___ Wyodrębniony tekst

Dagi31 buduje swoje gniazdko....
17 lutego
Ostatnie 6 dni budowy.....
Kamienairze pozegnani. Na szczescie.....
Pokoj komuterowy skonczony, poukladane ksiażki, umyta podłoga, powieszona lampa.
W holu na gorze tez zrobione osietlenie, podcieta drabina na strych i wyniesione rzeczy z garazu, juz niepotrzebne.
Sypialnia skonczona. W sobote miałam okazje pare minut polezec na nowym łóżku. Mąż chciał nawet spać, ale chciałam wracac do domu.
Na gorze zostały do dokonczenia listwy, załozenie wykładziny w garderobie(czerwonej), zrobienie oswietlenia w łazience i załozenie drzwi....

______
___ Fragment zbioru danych

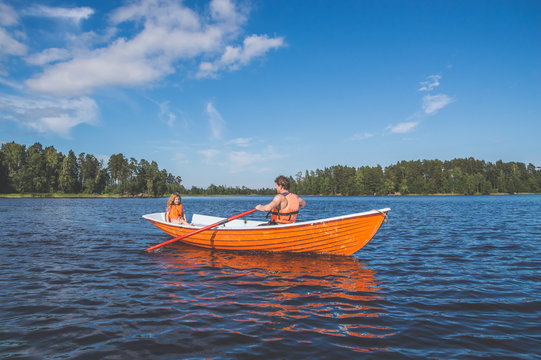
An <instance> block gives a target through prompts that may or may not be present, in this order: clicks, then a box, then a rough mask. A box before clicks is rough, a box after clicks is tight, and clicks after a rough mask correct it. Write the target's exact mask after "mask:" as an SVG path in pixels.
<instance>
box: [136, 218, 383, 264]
mask: <svg viewBox="0 0 541 360" xmlns="http://www.w3.org/2000/svg"><path fill="white" fill-rule="evenodd" d="M389 210H390V209H381V210H372V211H368V212H365V213H359V214H353V215H346V216H343V217H337V218H330V219H323V220H318V221H311V222H302V223H296V224H288V225H275V226H250V227H245V228H242V227H232V228H225V227H224V228H220V227H218V228H213V229H209V230H206V231H202V232H200V233H197V234H194V235H192V236H189V237H186V238H184V239H182V240H180V241H182V242H184V243H186V244H190V245H194V246H199V247H203V248H210V249H219V250H247V251H271V252H294V253H326V254H336V255H351V254H353V253H355V252H357V251H358V250H360V249H361V248H362V247H363V246H365V245H366V244H367V243H368V242H369V241H370V240H371V239H372V238H373V237H374V235H375V234H376V232H377V231H378V229H379V228H380V226H381V224H382V222H383V220H384V219H385V218H386V215H387V212H388V211H389ZM151 215H156V214H150V215H145V216H143V217H144V218H146V219H147V220H149V221H150V222H151V223H152V224H154V225H155V226H157V227H158V228H159V229H160V230H162V231H164V232H165V233H167V234H169V235H170V236H173V237H179V236H183V235H186V234H189V233H190V232H193V231H194V230H197V227H193V226H182V225H176V224H171V223H167V222H165V221H162V220H159V218H158V217H156V216H151Z"/></svg>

______

• _Co należy zrobić_: Wyodrębnij bez żadnych zmian fragment tekstu o budowie domu od słów „Dagi31 buduje swoje” aż do słów „garazu, juz niepotrzebne.” włącznie. Dane nie są potrzebne do wykonania zadań.

• _Odpowiedź na zadanie_:
Dagi31 buduje swoje gniazdko....
17 lutego
Ostatnie 6 dni budowy.....
Kamienairze pozegnani. Na szczescie.....
Pokoj komuterowy skonczony, poukladane ksiażki, umyta podłoga, powieszona lampa.
W holu na gorze tez zrobione osietlenie, podcieta drabina na strych i wyniesione rzeczy z garazu, juz niepotrzebne.